Direction 1:
In the state machine walkthrough, what variable does "GoToState" require to be added to the input when the new state machine is executed?

Document:
Use the script to create a new state machine that allows you to rerun this state machine, but skip the "FirstState" and the "ChoiceState" steps that already succeeded. You can do this by calling the script as follows:

python gotostate.py --failedExecutionArn 'arn:aws:states:us-west-2:<AWS_ACCOUNT_ID>:execution:TestMachine-with-GoToState:b2578403-f41d-a2c7-e70c-7500045288595

This creates a new state machine called "TestMachine-with-GoToState", and returns its ARN, along with the input that had been sent to "FirstMatchState". You can then inspect the input to determine what caused the error. In this case, you notice that the input to "FirstMachState" was the following:

{
"foo": 1,
"Message": true
}

However, this state machine expects the "Message" field of the JSON to be a string rather than a Boolean. Execute the new "TestMachine-with-GoToState" state machine, change the input to be a string, and add the "resuming" variable that "GoToState" requires:

{
"foo": 1,
"Message": "Hello!",
"resuming":true
}

When you execute the new state machine, it skips "FirstState" and "ChoiceState", and goes directly to "FirstMatchState", which was the state that failed:

Look at what happens when you have a state machine with multiple parallel steps. This example is included in the GitHub repository associated with this post. The repo contains a CloudFormation template that sets up this state machine and provides instructions to replicate this solution.

The following state machine, "ParallelStateMachine", takes an input through two subsequent parallel states before doing some final processing and exiting, along with the JSON with the ASL definition of the state machine.

Supplied data:

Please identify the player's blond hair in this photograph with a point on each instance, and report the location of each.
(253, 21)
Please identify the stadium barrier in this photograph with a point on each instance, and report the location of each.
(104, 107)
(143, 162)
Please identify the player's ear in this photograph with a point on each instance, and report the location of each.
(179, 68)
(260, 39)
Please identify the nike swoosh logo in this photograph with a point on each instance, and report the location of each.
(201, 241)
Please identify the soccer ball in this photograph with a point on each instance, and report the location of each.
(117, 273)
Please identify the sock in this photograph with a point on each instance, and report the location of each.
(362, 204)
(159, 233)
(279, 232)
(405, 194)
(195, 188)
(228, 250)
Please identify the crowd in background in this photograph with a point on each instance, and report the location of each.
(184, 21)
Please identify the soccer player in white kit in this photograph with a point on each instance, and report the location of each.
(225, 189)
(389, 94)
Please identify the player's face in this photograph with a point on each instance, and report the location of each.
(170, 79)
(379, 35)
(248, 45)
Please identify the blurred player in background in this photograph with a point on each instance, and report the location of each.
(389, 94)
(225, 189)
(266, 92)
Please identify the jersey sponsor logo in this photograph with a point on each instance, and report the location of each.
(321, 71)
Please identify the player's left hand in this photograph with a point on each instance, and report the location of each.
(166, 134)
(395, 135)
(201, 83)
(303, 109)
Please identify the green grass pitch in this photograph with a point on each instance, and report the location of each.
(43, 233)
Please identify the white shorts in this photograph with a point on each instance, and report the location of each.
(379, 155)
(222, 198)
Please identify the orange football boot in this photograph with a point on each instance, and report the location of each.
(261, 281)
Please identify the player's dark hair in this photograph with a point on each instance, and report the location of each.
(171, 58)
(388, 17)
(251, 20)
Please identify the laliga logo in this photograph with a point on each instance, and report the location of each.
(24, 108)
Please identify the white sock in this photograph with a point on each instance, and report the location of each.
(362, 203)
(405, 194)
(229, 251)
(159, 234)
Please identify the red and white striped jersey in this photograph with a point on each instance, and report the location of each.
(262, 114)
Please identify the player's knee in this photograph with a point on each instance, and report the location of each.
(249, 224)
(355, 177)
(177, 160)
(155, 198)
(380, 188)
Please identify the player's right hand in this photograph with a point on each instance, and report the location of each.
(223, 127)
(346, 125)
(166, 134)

Direction 2:
Copy the part of the records that begins with the line containing "Please identify the green" and runs through the end of the records, both ends included.

Final result 1:
The "resuming" variable, set to true.

Final result 2:
Please identify the green grass pitch in this photograph with a point on each instance, and report the location of each.
(43, 233)
Please identify the white shorts in this photograph with a point on each instance, and report the location of each.
(379, 155)
(222, 198)
Please identify the orange football boot in this photograph with a point on each instance, and report the location of each.
(261, 281)
Please identify the player's dark hair in this photograph with a point on each instance, and report the location of each.
(171, 58)
(388, 17)
(251, 20)
Please identify the laliga logo in this photograph with a point on each instance, and report the location of each.
(24, 108)
Please identify the white sock in this photograph with a point on each instance, and report the location of each.
(362, 203)
(405, 194)
(229, 251)
(159, 234)
Please identify the red and white striped jersey in this photograph with a point on each instance, and report the location of each.
(262, 114)
Please identify the player's knee in this photograph with a point on each instance, and report the location of each.
(249, 224)
(355, 177)
(177, 160)
(155, 198)
(380, 188)
Please identify the player's right hand in this photograph with a point on each instance, and report the location of each.
(223, 127)
(346, 125)
(166, 134)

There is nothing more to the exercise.